_REQUIRED WORK_
Write out the passage on legacy broadcast television word for word, from "What have I" to "Time will tell.".

_QUOTED PASSAGE_
Start of Block
So, where do we go from here, legacy broadcast television? I recently published an article titled “Extinction Alert? – Recruiting Into Local Television Today. Is “The Great Resignation” Real?” If you missed it, please find it here …And also consider checking out the follow-up piece anonymously listing comments received from the article at the Carver Talent website under Carver Corner. The article takes a direct look into the state of local television, specifically the challenges recruiting today and the phenomenon coined as “the great resignation.”
The response? Fairly overwhelming, honestly. Humbling. Direct. Emotional. Loud. And, clear. It struck a chord, evidently. Within local newsroom rank and file. Within television station management. And evidently, all the way to corporate offices…including the executive level. Viral? Not sure. Widely shared and discussed? Apparently. Which I believe is a good thing. And was the intent of the article. To provide a unique perspective from a media industry recruiter and small business owner who speaks with all sides of this equation and listens, impartially.
What have I gathered from this perspective? Read the article. To paraphrase though, legacy broadcast television has challenges. Immediate challenges. Effects of which are snowballing today and gaining momentum. To be direct, it could be terminal. And if not dealt with immediately, strategically, and with station-level input, may cripple the industry as we have known it over the past several years…if not decades. I say this to not be melodramatic. I say this because even my company servicing your industry with recruiting expertise is now having greater difficulty sourcing, interviewing, and placing top media management professionals today. And this is all we do. We are not tasked with also running a station, a newsroom, sales team, engineering, etc. I chose to say something. Directly. Effectively, albeit lengthy. I hope it was the right decision. Time will tell.
End of Block
_STORED DATA_
Start of Block
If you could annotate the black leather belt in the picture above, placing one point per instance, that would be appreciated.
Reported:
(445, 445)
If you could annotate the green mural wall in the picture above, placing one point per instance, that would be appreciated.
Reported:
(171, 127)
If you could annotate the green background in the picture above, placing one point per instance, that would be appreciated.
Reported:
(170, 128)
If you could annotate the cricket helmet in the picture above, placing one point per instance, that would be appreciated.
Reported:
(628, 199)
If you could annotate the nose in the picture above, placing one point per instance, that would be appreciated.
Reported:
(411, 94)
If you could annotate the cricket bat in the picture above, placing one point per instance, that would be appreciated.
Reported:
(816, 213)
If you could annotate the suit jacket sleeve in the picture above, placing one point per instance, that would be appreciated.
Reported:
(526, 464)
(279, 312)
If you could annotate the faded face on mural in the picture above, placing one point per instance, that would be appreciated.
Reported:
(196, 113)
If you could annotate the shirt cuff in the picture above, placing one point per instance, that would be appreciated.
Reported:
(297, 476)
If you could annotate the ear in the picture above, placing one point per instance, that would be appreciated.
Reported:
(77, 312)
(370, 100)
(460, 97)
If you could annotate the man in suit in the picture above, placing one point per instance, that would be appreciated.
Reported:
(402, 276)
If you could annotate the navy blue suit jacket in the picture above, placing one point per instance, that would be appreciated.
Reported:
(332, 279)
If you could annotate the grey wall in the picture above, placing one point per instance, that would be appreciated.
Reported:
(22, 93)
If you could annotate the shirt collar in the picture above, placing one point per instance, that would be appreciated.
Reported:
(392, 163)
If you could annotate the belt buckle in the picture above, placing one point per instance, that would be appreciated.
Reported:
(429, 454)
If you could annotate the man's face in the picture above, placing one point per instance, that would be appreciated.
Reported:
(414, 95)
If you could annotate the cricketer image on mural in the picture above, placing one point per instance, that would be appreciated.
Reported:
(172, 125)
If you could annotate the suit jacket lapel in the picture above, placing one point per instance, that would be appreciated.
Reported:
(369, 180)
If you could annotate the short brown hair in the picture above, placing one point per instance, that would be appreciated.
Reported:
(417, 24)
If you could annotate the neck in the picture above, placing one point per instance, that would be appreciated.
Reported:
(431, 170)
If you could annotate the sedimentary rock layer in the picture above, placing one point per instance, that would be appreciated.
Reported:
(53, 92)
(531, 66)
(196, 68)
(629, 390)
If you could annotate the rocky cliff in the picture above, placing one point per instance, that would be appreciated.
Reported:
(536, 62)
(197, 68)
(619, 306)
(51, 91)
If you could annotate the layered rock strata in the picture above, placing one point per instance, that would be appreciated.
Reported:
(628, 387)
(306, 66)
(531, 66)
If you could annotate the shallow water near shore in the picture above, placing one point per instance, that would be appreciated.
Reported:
End of Block
_WRITTEN ANSWER_
What have I gathered from this perspective? Read the article. To paraphrase though, legacy broadcast television has challenges. Immediate challenges. Effects of which are snowballing today and gaining momentum. To be direct, it could be terminal. And if not dealt with immediately, strategically, and with station-level input, may cripple the industry as we have known it over the past several years…if not decades. I say this to not be melodramatic. I say this because even my company servicing your industry with recruiting expertise is now having greater difficulty sourcing, interviewing, and placing top media management professionals today. And this is all we do. We are not tasked with also running a station, a newsroom, sales team, engineering, etc. I chose to say something. Directly. Effectively, albeit lengthy. I hope it was the right decision. Time will tell.